[Point localization data]
▶

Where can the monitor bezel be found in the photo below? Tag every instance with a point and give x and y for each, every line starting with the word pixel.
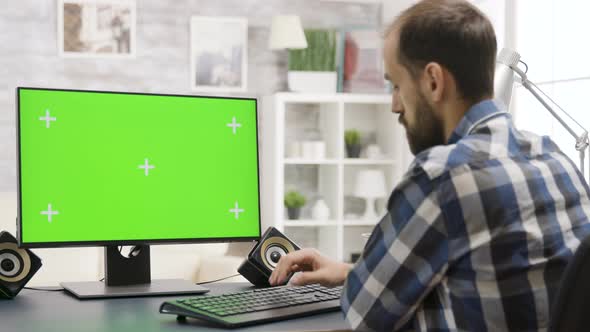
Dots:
pixel 135 241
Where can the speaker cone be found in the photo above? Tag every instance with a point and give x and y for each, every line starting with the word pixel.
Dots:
pixel 273 249
pixel 15 263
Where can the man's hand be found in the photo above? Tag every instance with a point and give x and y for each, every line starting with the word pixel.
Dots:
pixel 315 268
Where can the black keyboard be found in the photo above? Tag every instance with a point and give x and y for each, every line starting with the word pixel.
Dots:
pixel 257 306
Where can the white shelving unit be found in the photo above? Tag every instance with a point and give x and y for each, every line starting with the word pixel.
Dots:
pixel 296 117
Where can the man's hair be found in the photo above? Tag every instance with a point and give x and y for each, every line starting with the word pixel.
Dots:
pixel 454 34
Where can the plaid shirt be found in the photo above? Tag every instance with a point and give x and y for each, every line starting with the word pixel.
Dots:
pixel 477 234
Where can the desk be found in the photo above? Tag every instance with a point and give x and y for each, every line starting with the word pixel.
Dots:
pixel 60 312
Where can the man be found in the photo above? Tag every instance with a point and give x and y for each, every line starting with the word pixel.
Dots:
pixel 481 227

◀

• _Work order_:
Return the records above in their entirety, word for word, with the pictures removed.

• _Result_:
Where can the monitor bezel be found in the photo below? Tag every instance with a point and give x and y for each, every line starting with the word pixel.
Dots:
pixel 135 241
Where can the speaker cone be found in the photo above? Tag every instance with a point and give x and y for each, every line starting with the word pixel.
Dots:
pixel 273 249
pixel 15 263
Where can the man's hand be found in the photo above? Tag every instance with a point and give x and y for each, every line starting with the word pixel.
Dots:
pixel 315 268
Where can the black keyboard be found in the photo above? Tag every instance with a point and give x and y for each, every line starting with the word pixel.
Dots:
pixel 257 306
Where can the white shelving unit be found in the photo above? Tag every instance with a point and give x and y for each, every line starting with the word pixel.
Dots:
pixel 296 117
Where can the man's hair be found in the photo above? Tag every instance with a point and give x and y for each, every line starting with the word pixel.
Dots:
pixel 454 34
Where can the plaid shirt be found in the photo above? Tag every instance with a point and give x and y for each, every line starting with the word pixel.
Dots:
pixel 477 234
Where can the desk be found in the photo above? Tag every instance with a point and give x and y for each, every line starting with the word pixel.
Dots:
pixel 60 312
Where can the man be found in the photo above? Tag every instance with a point and give x and y for each, every line starting with the word pixel.
Dots:
pixel 481 227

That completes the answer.